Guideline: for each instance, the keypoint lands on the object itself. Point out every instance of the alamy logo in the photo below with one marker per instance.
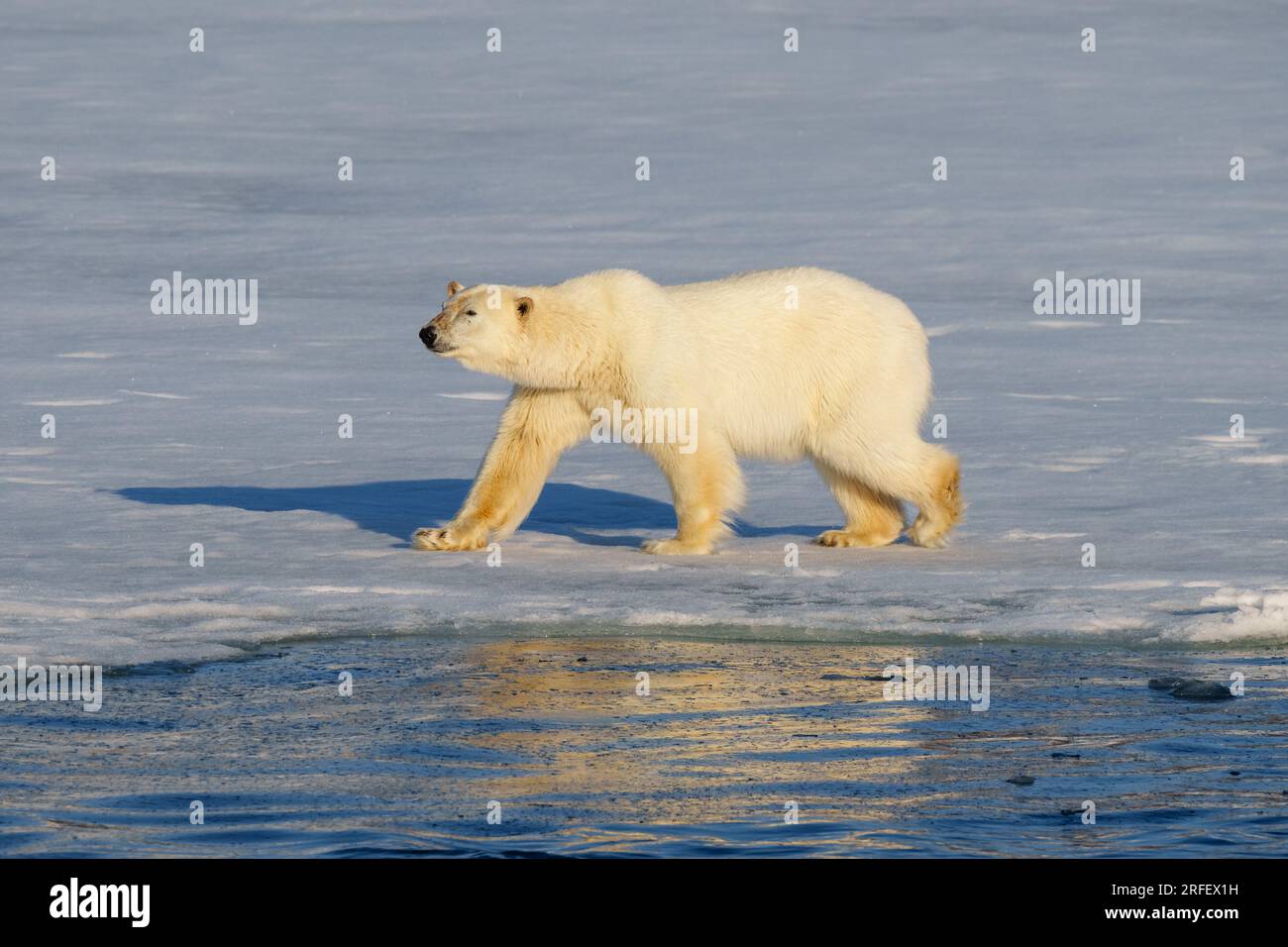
(651, 425)
(75, 899)
(54, 684)
(179, 296)
(1077, 296)
(915, 682)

===

WHAT IS REQUIRED: Copy out the preceding entries without a single change, leaving out the pictures.

TASK ANSWER:
Guideline: for each instance, the keypoint lands on the object itself. Point out every instance of the alamy logo in the photo below with one marker per instance.
(651, 425)
(75, 899)
(54, 684)
(179, 296)
(1077, 296)
(915, 682)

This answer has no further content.